### Trecho fornecido:
※ ※ ※

“Tal qual Dante, ao descer aos portais do inferno a procura
de sua amada Beatriz, tendo como guia o poeta latino Virgílio, desçamos também
ao submundo do sexo, tomemos seus caminhos tortuosos entre luxúrias, gritos de
prazer, e também de dor, e devassemos os mais ‘estranhos’ atos e cultos de
prazer, tendo como guia o espírito do ‘louco’, do ‘desvairado’, do ‘pervertido’
Marquês de Sade.”
Com estas palavras o
autor de SEXO, PERVERSÕES E ASSASSINATOS introduz o leitor em sua história que,
em certa medida, guardadas as devidas proporções, é uma espécie de Divina
Comédia sadomasoquista:
Dante será Moreira, um policial que busca solucionar o mistério de três corpos com marcas nos pulsos e pescoços, encontrados mortos em rios que contornam a cidade, suspeitos de terem praticado atividades sadomasoquistas. O poeta Virgílio será substituído por Mirvel, um discípulo do “pervertido” escritor francês Marquês de Sade que pesquisa o turismo sexual no Brasil, e que será uma espécie de guia do mundo das perversões, apresentando-as a Moreira e comentando várias formas delas; e como Virgílio conduzindo Dante, Mirvel conduzirá o policial através do purgatório e do inferno sadomasoquistas. E assim como muitos leitores, Moreira descobrirá um mundo novo, guardado sob a penumbra do anonimato, que jamais havia imaginado que existisse.
Acima, Dante e Virgílio no inferno, na pintura de Delacroix
O livro SEXO, PERVERSÕES & ASSASSINATOS, de Bosco Silva, é, sem dúvida, uma narrativa alucinante sobre o mundo do sadomasoquismo; narrativa que parte de inocentes jogos sexuais sadomasoquistas envolvendo velas e algemas, como tantos outros romances com descrições picantes de sexo, por meio das práticas sexuais do casal de personagens composto pelo policial Moreira e sua namorada Renata. Porém logo em suas primeiras páginas o romance nos mostra para que veio pois Renata é uma mulher de forte libido que tem prazer em ter relações sexuais no próprio ambiente de trabalho...
Sim, eu sei, até aí nada há
de diferente também de outros milhares de filmes e livros do gênero que possuem
personagens que fogem da rotina sexual e passam a quebrá-la se excitando com a
possibilidade de serem pegos, no próprio ato, em escritórios ou em elevadores,
porém a diferença crucial aqui é que Renata é uma legista que adora ter
relações sexuais na própria mesa de autópsia, ou em meio a cenários de crimes,
entre cadáveres. E como se isso não fosse o bastante, o romance envereda ainda para
o sadomasoquismo extremo que, como em Sade, só obtém o máximo prazer com a
morte do parceiro.

※ ※ ※

### Material fornecido:
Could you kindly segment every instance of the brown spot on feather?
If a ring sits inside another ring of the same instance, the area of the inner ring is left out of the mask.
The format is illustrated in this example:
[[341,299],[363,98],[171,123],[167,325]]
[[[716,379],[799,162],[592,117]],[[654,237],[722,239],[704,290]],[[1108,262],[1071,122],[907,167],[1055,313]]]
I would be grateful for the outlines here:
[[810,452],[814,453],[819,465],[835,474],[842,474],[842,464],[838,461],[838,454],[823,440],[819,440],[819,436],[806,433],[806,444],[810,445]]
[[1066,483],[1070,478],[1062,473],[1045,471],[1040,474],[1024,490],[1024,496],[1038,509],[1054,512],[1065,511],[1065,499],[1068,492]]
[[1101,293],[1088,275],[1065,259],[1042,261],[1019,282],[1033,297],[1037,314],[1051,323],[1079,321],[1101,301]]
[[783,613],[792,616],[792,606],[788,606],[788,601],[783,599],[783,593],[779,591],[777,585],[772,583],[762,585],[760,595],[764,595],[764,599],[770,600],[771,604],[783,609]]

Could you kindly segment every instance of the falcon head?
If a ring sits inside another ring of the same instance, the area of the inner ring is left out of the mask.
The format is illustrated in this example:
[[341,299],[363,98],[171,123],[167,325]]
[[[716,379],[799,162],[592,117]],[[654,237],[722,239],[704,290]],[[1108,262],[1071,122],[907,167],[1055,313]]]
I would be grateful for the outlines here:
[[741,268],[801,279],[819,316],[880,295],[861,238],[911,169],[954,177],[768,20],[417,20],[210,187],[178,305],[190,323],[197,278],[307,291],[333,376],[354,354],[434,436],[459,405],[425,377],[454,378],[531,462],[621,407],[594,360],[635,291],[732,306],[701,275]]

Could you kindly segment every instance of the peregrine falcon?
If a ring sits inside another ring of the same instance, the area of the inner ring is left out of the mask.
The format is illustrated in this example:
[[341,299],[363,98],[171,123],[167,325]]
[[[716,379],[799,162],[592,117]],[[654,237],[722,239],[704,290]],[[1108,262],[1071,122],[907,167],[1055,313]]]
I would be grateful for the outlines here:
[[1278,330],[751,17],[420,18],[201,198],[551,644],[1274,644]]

※ ※ ※

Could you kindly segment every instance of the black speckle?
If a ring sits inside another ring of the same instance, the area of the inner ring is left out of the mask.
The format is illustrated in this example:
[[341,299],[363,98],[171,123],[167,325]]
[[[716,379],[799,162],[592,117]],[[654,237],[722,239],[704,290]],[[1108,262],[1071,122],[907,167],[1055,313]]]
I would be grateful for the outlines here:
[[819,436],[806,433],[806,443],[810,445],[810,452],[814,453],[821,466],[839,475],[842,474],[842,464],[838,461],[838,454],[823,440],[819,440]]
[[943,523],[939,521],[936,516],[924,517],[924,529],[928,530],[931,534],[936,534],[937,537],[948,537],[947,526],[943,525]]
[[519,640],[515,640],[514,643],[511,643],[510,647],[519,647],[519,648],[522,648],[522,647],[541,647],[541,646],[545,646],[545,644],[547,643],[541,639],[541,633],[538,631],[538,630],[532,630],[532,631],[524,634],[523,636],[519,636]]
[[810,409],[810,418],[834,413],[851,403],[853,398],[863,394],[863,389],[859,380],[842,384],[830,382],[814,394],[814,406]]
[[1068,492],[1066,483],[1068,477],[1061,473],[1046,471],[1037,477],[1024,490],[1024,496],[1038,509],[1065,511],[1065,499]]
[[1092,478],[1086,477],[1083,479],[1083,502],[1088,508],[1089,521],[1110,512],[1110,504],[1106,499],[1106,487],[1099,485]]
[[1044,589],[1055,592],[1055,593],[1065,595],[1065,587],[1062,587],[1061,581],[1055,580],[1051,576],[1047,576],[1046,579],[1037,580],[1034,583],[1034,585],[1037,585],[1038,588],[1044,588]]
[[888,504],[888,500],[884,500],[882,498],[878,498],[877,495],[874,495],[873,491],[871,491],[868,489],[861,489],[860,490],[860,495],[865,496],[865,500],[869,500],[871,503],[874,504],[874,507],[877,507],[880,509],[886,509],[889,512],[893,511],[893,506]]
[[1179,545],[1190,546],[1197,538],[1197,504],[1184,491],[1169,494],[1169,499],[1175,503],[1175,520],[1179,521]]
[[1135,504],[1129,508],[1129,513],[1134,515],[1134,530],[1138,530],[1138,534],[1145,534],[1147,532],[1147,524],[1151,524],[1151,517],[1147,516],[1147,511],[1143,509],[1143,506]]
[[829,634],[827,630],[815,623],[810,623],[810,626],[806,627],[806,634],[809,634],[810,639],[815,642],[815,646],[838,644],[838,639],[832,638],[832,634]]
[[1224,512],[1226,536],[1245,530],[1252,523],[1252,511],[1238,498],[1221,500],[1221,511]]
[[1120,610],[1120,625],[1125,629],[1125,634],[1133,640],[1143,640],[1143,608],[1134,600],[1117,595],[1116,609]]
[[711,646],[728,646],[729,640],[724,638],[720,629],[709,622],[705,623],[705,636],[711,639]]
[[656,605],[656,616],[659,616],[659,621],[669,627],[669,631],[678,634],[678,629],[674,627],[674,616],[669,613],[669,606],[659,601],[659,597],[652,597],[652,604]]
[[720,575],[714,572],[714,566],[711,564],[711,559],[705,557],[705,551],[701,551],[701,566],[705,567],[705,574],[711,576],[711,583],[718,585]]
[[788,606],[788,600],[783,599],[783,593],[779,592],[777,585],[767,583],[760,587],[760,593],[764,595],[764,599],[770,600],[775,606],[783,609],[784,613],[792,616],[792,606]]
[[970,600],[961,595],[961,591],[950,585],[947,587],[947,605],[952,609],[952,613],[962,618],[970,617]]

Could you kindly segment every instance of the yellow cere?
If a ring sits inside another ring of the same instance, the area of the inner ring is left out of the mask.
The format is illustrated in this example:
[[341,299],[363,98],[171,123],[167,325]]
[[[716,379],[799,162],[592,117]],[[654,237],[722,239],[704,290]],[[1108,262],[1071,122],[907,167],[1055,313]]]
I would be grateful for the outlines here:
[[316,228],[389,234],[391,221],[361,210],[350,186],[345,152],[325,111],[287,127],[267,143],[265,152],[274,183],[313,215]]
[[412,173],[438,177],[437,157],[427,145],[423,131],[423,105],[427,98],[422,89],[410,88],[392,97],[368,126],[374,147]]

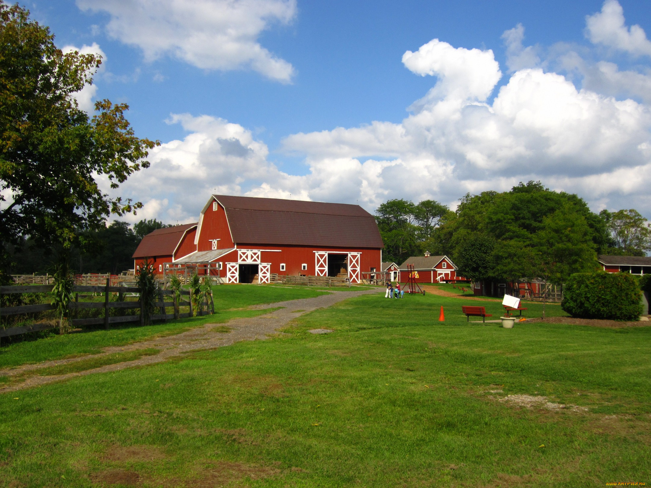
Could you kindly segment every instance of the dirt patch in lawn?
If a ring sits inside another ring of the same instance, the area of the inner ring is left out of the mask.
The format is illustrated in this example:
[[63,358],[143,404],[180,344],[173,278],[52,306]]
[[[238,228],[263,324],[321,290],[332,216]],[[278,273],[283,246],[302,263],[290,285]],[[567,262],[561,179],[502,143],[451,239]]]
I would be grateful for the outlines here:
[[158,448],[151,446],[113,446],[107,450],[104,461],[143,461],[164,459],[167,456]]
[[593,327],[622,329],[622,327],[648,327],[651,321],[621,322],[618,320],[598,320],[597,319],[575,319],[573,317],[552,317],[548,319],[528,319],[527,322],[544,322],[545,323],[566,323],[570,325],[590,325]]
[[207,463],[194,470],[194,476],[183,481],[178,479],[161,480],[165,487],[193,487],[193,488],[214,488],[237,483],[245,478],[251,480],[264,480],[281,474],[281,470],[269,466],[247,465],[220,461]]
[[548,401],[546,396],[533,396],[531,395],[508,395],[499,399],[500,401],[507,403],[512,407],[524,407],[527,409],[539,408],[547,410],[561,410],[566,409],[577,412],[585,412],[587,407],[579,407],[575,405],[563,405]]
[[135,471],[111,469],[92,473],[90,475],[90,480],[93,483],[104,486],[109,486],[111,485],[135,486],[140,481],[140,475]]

※ ※ ※

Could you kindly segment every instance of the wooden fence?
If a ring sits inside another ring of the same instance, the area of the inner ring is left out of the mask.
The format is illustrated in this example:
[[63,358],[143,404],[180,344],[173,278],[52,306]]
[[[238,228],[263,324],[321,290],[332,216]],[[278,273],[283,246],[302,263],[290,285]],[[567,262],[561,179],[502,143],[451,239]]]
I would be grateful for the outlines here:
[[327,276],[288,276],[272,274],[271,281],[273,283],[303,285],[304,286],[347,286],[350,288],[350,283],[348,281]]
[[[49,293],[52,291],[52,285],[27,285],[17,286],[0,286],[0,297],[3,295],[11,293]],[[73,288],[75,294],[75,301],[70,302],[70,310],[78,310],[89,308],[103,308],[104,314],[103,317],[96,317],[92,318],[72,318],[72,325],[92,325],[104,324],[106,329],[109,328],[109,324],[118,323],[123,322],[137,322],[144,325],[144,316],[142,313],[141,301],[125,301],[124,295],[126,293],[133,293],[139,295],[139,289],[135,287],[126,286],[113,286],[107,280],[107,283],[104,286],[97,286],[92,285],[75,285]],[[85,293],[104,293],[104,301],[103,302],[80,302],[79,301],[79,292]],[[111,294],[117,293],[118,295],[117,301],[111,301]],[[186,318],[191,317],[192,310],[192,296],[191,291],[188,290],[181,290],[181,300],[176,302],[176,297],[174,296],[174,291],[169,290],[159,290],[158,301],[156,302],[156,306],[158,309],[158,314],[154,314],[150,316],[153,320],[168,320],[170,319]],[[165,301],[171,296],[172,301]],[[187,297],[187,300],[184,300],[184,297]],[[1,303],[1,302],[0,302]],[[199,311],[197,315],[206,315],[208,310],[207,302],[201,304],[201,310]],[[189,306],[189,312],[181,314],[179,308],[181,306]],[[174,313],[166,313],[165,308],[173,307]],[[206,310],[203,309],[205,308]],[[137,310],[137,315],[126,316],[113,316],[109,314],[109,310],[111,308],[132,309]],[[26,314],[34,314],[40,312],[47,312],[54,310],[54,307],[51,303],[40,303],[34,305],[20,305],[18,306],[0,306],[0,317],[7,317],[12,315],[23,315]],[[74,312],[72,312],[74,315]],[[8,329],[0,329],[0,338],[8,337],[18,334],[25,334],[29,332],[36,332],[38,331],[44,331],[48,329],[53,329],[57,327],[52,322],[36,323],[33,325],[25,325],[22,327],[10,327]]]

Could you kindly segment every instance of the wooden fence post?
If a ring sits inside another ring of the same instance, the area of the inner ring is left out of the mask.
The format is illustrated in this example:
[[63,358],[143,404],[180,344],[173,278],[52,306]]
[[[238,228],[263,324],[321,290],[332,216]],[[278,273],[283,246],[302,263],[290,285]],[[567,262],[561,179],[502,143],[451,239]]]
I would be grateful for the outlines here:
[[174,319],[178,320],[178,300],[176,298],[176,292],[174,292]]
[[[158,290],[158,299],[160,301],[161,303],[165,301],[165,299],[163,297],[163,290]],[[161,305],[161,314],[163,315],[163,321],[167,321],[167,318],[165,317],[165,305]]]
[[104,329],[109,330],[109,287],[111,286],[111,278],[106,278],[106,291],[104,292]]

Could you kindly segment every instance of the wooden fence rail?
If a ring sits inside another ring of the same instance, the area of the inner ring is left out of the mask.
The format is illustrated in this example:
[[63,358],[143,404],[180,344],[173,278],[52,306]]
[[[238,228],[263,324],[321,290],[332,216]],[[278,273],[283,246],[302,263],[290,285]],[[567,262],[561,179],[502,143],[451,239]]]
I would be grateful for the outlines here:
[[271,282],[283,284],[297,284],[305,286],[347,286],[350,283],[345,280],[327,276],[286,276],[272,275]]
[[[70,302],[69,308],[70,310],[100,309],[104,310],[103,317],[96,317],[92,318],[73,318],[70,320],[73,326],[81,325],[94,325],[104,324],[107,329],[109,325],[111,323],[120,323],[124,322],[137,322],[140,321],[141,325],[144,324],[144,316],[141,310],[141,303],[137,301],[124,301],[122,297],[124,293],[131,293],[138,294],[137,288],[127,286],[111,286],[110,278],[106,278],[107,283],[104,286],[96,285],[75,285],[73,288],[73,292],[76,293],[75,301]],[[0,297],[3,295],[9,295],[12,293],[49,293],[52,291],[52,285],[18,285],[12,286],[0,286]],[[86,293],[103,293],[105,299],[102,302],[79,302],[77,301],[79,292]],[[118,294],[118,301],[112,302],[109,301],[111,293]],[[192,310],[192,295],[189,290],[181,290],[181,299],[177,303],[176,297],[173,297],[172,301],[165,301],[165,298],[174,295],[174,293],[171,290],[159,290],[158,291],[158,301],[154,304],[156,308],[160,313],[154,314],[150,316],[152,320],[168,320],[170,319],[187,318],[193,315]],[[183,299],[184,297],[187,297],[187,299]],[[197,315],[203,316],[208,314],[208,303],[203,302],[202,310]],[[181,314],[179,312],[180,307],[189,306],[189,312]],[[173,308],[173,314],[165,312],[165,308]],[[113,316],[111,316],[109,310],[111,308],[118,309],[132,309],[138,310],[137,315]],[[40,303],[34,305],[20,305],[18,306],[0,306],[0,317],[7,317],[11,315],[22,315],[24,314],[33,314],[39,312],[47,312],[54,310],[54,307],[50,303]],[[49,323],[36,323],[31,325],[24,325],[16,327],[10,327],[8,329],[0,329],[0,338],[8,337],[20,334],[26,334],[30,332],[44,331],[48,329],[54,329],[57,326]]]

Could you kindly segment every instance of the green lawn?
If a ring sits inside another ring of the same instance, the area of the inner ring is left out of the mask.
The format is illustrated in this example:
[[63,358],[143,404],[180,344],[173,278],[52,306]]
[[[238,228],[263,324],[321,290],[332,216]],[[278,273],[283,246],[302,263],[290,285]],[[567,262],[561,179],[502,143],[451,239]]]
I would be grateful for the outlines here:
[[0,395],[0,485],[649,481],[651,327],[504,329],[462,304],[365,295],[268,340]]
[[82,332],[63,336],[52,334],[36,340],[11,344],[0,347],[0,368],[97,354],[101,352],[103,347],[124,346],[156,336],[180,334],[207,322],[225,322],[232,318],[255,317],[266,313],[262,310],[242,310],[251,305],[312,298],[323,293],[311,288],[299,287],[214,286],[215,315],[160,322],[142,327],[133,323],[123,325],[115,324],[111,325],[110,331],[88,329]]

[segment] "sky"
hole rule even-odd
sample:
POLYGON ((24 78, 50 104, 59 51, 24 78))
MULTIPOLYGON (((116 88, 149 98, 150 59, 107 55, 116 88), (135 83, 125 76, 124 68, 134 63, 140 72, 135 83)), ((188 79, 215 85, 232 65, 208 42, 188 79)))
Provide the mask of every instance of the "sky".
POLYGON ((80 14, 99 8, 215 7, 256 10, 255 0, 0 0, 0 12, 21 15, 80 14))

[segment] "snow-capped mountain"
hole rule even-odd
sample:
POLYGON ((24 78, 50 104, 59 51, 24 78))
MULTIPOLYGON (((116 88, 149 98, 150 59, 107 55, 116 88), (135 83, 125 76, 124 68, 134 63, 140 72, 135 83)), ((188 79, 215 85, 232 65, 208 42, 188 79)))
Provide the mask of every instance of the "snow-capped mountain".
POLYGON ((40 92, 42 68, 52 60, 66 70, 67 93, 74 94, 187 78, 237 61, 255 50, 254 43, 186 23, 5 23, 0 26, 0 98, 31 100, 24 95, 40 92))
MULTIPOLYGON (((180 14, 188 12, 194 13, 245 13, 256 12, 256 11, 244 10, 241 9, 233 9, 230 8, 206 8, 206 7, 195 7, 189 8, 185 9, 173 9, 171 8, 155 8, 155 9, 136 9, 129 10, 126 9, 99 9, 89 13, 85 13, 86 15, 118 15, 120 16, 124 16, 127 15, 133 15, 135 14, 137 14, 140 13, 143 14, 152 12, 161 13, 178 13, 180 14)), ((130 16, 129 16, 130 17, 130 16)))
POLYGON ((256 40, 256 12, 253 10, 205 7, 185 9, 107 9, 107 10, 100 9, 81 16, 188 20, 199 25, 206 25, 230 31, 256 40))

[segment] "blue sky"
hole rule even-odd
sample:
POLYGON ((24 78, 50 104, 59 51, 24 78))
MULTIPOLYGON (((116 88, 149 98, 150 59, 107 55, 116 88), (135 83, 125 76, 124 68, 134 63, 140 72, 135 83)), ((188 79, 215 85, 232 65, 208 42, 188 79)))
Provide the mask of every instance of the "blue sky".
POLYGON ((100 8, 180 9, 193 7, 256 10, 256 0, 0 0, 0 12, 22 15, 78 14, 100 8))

※ ※ ※

### Atividades propostas:
A - De acordo com o trecho, quem ocupa na história o lugar do poeta Virgílio?
B - Transcreva do trecho a passagem que começa com "Acima, Dante e" e segue até "ambiente de trabalho...".
O material provém de uma fonte diferente da do trecho.

### Respostas:
A - Mirvel, um discípulo do Marquês de Sade que pesquisa o turismo sexual no Brasil.

B -
Acima, Dante e Virgílio no inferno, na pintura de Delacroix
O livro SEXO, PERVERSÕES & ASSASSINATOS, de Bosco Silva, é, sem dúvida, uma narrativa alucinante sobre o mundo do sadomasoquismo; narrativa que parte de inocentes jogos sexuais sadomasoquistas envolvendo velas e algemas, como tantos outros romances com descrições picantes de sexo, por meio das práticas sexuais do casal de personagens composto pelo policial Moreira e sua namorada Renata. Porém logo em suas primeiras páginas o romance nos mostra para que veio pois Renata é uma mulher de forte libido que tem prazer em ter relações sexuais no próprio ambiente de trabalho...